%%

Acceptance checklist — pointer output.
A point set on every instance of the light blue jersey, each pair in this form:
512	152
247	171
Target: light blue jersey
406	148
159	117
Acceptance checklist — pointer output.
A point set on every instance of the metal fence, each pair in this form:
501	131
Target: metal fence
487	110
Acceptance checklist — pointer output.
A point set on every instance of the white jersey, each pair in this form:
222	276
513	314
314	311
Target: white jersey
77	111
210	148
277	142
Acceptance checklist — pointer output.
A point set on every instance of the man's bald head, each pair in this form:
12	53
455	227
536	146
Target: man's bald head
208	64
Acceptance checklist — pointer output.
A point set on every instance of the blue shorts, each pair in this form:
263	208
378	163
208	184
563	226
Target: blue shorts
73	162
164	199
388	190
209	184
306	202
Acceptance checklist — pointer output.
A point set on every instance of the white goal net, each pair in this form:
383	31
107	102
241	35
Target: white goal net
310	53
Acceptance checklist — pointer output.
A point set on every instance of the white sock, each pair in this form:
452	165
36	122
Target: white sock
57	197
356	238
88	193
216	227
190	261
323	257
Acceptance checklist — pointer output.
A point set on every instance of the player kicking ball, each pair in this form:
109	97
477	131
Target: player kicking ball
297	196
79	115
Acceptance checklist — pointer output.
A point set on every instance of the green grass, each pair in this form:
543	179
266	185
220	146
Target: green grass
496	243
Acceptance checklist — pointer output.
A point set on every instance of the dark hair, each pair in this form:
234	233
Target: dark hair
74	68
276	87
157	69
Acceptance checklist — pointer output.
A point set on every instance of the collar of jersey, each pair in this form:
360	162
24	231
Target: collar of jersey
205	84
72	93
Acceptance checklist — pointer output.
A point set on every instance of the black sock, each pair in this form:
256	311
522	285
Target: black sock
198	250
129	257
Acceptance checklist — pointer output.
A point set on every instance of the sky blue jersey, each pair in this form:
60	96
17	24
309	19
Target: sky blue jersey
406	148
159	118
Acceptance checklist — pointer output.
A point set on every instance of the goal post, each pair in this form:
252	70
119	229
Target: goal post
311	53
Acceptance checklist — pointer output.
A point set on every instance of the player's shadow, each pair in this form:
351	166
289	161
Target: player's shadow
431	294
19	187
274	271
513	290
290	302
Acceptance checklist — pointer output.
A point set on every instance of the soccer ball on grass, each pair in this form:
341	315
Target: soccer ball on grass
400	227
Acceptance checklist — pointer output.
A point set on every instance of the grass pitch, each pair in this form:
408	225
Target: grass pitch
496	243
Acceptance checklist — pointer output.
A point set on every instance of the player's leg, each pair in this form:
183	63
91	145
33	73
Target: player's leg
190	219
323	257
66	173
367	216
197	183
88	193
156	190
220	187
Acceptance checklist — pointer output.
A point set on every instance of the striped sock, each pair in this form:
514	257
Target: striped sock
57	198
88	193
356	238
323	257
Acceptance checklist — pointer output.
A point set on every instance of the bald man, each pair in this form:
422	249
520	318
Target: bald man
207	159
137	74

%%

▸ Exercise
The response has to give back every record verbatim.

▸ Solution to the problem
Acceptance checklist — pointer output.
A point set on every instance of the light blue jersey, each pair in this form:
512	152
247	171
Target: light blue jersey
406	148
159	117
Acceptance checklist — pointer output.
A point set on every instance of the metal fence, each pair in this form:
501	131
Target: metal fence
487	110
Acceptance checklist — pointer output.
A point set on every instance of the white jersey, each pair in this form:
222	276
513	314
314	311
Target: white jersey
77	111
210	148
277	142
Acceptance checklist — pointer output.
A point set on every instance of the man's bald head, each pair in this form:
12	53
455	227
536	146
Target: man's bald head
208	64
Acceptance checklist — pointer output.
A point set on every instance of the blue shorts, each pair in this form:
263	208
378	163
208	184
563	226
Target: blue shorts
73	162
164	199
388	190
209	184
306	202
Acceptance checklist — pointer output.
A point set on every instance of the white goal net, each pair in this form:
383	31
107	102
241	35
Target: white goal net
310	53
Acceptance checklist — pointer output.
A point set on every instance of the white sock, each pair in this form:
452	165
36	122
Target: white sock
57	197
356	238
88	193
216	227
190	261
323	257
Acceptance checklist — pointer output.
A point set on every instance of the player kicking ball, each pair in this form:
109	97
477	131
Target: player kicking ball
297	196
79	115
Acceptance checklist — pointer output.
A point set on every instance of the green grass, each pair in this form:
543	179
266	185
220	146
Target: green grass
496	243
Acceptance checklist — pointer output.
A point set on every instance of the dark hair, each pair in this form:
234	233
Target: dark hair
74	68
276	87
157	69
Acceptance checklist — pointer output.
A point set on every instance of the collar of jersey, each pair in this form:
360	162
24	231
Target: collar of jersey
205	84
72	93
Acceptance checklist — pointer output.
A point set on every instance of the black sock, each pair in this form:
256	311
522	285
Target: black sock
198	250
129	257
Acceptance checklist — pointer output.
A point set on every instance of the sky blue jersey, each pair in this form:
60	96
17	24
309	19
Target: sky blue jersey
406	148
159	118
Acceptance checklist — pointer output.
A point set on every instance of the goal post, each pair in this form:
252	70
119	229
Target: goal post
311	53
Acceptance checklist — pointer output.
A point set on every instance of the player's shadow, each pair in this form:
351	166
289	161
Target: player's shadow
431	294
19	187
274	271
513	290
290	302
Acceptance checklist — pointer output.
A point set on every instance of the soccer ball on grass, each pair in this form:
341	315
Target: soccer ball on grass
400	227
Acceptance checklist — pointer output.
A point set on every instance of the grass pitch, each pair in this form:
408	225
Target: grass pitch
496	243
Acceptance checklist — pointer output.
A point set on every instance of the player's leg, each pair in this form:
183	63
91	145
33	73
Target: player's leg
190	219
323	257
66	173
367	216
197	183
88	193
156	190
220	187
Acceptance checklist — pointer output.
A point set on every instance of the striped sock, each pair in this form:
514	257
Target: striped sock
57	198
88	193
356	238
323	257
Acceptance checklist — pointer output.
A point set on every instance of the bald man, each pair in this form:
422	249
520	318
Target: bald man
207	159
137	74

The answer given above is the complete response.